## begin RAW RECORDS

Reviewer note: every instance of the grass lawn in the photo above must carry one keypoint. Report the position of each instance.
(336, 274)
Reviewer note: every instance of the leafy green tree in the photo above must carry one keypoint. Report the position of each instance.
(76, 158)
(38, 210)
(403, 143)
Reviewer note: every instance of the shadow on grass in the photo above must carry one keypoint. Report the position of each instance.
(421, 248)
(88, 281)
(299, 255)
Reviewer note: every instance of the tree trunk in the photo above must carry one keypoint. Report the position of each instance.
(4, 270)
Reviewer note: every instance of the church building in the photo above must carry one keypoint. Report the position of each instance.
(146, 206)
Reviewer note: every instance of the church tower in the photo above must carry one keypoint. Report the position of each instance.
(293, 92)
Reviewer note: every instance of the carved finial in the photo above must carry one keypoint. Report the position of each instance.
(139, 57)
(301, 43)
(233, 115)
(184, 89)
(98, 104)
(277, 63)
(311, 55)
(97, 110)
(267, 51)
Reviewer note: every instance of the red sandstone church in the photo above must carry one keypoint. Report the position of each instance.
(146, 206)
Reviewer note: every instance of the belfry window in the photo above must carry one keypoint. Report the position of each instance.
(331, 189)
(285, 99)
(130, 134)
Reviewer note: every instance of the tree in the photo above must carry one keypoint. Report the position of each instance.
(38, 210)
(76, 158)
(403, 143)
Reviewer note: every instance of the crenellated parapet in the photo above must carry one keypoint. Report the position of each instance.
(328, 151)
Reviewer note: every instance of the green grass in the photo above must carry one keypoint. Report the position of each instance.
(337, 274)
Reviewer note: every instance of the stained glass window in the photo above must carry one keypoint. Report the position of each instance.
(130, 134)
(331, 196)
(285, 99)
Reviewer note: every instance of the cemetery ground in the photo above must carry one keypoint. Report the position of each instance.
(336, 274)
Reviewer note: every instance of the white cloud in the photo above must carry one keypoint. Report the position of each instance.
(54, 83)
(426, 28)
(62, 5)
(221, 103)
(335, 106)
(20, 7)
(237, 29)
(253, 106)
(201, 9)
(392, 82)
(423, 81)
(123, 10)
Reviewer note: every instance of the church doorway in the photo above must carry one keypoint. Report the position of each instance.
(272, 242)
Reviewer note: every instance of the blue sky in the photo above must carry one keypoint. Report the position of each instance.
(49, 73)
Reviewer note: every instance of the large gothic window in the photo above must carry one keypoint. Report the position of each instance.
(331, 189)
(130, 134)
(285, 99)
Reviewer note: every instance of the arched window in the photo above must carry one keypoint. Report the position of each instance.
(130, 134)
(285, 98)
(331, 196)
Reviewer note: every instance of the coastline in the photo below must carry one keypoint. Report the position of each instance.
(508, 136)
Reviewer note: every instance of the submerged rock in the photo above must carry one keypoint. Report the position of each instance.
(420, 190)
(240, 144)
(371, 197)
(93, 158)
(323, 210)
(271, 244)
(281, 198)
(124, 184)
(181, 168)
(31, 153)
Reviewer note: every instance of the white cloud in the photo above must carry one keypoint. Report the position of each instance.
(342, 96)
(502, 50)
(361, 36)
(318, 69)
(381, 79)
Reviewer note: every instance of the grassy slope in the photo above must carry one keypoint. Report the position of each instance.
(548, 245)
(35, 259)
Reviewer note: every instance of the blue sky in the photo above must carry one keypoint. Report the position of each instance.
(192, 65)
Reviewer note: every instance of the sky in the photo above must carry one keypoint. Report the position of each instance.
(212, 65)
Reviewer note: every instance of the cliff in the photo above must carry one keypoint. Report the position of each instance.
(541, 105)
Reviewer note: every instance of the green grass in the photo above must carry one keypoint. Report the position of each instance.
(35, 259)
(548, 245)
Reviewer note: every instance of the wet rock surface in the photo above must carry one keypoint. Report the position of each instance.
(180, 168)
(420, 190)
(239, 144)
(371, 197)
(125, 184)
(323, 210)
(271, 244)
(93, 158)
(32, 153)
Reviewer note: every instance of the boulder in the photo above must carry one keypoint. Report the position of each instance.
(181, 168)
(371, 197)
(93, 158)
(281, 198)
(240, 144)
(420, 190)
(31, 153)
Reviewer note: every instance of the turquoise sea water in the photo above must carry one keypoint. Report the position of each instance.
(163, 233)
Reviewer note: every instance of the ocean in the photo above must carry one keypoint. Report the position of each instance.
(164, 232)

## end RAW RECORDS

§ YOUR GOAL: All of the lines above must be returned exactly.

§ OUTPUT FOR THIS TASK:
Reviewer note: every instance of the grass lawn in the photo above must carry one keypoint. Report the position of each instance.
(336, 274)
Reviewer note: every instance of the leafy green tree in the photo above must carry one keypoint. Report the position of each instance.
(76, 158)
(38, 210)
(403, 143)
Reviewer note: every instance of the shadow on grass in the photo above must carry one keypoint. Report the position of each instance.
(421, 248)
(88, 281)
(299, 255)
Reviewer note: every instance of the tree trunk in the photo above must carry one keypoint. Report the position of each instance.
(4, 270)
Reviewer note: every instance of the church building in the photo above must carry one keypoint. Report the position of each instance.
(146, 206)
Reviewer note: every instance of the church tower in the photo above must carry one keypoint. Report the position of each instance.
(293, 92)
Reviewer note: every instance of the carved finial in the photo above must carry one keypoint. Report the position of each instance.
(139, 57)
(301, 43)
(233, 115)
(184, 89)
(98, 104)
(277, 63)
(311, 55)
(97, 110)
(267, 51)
Reviewer note: every instance of the red sandstone church in the photo above must carry one keypoint. Report the position of each instance.
(146, 206)
Reviewer note: every instance of the belfry window in the photo above must carry one keypoint. Report the position of each instance.
(331, 189)
(285, 99)
(130, 134)
Reviewer note: every instance of the tree in the photo above must carry one keypoint. Report the position of each instance.
(38, 210)
(76, 158)
(403, 143)
Reviewer note: every instance of the crenellated parapet in the photo above must carry one keypoint. Report the position of each instance.
(328, 151)
Reviewer note: every instance of the green grass in the photo above must carry one keypoint. Report the position of each instance.
(337, 274)
Reviewer note: every instance of the stained glass window in the photo above must carry one keypoint. Report the position of each instance.
(130, 134)
(331, 196)
(285, 99)
Reviewer note: every instance of the cemetery ground in the photo above must carry one keypoint. Report the position of each instance.
(336, 274)
Reviewer note: every instance of the white cloud in the photo above must carry one keypoint. Report the position of each instance.
(54, 83)
(426, 28)
(62, 5)
(221, 103)
(335, 106)
(20, 7)
(237, 29)
(253, 106)
(201, 9)
(392, 82)
(423, 81)
(123, 10)
Reviewer note: every instance of the church doorway in the photo above must carry one keypoint. Report the position of each instance.
(272, 242)
Reviewer note: every instance of the blue sky in the photo above must carry one keypoint. Report the position of each instance.
(49, 73)
Reviewer note: every instance of the large gothic window in the photo above must carry one keypoint. Report the position of each instance.
(331, 189)
(130, 134)
(285, 99)
Reviewer note: every instance of the arched window in the photo above must carry one keypoint. Report the position of each instance.
(130, 134)
(285, 98)
(331, 196)
Reviewer note: every instance of the coastline in the photo below must carry one keypoint. Report the position of each instance.
(508, 136)
Reviewer note: every instance of the submerged rock in the photo above must carry one keypoint. Report the position of each instance.
(420, 190)
(240, 144)
(371, 197)
(93, 158)
(323, 210)
(271, 244)
(281, 198)
(124, 184)
(181, 168)
(31, 153)
Reviewer note: every instance of the white cloud in the photo above must carry one keypoint. Report the position of each instance.
(342, 96)
(502, 50)
(361, 36)
(318, 69)
(381, 79)
Reviewer note: every instance of the grassy slope in the photo above must carry one keypoint. Report the position of each instance.
(548, 245)
(35, 259)
Reviewer note: every instance of the blue sky in the photo above must carry one keypoint. Report the position of each instance.
(192, 65)
Reviewer note: every instance of the sky in the photo above must carry one keypoint. Report the position of each instance.
(212, 65)
Reviewer note: every instance of the cliff in the photo above must carry one keypoint. Report the position of each instance.
(541, 105)
Reviewer note: every instance of the green grass in the photo above must carry one keypoint. Report the position of each instance.
(35, 259)
(548, 245)
Reviewer note: every instance of the wet rock surface in the photo above must carry one keypoint. Report the position of each instance.
(180, 168)
(420, 190)
(239, 144)
(371, 197)
(125, 184)
(323, 210)
(271, 244)
(93, 158)
(32, 153)
Reviewer note: every instance of the boulder in the photo above must carry one keypoint. Report the position of each instance.
(181, 168)
(371, 197)
(93, 158)
(281, 198)
(240, 144)
(420, 190)
(31, 153)
Reviewer note: every instance of the turquoise sea water in the photo above must carry one keypoint. Report the position of each instance.
(163, 233)
Reviewer note: every instance of the ocean in the photo above must carry one keypoint. Report the position of each instance.
(164, 232)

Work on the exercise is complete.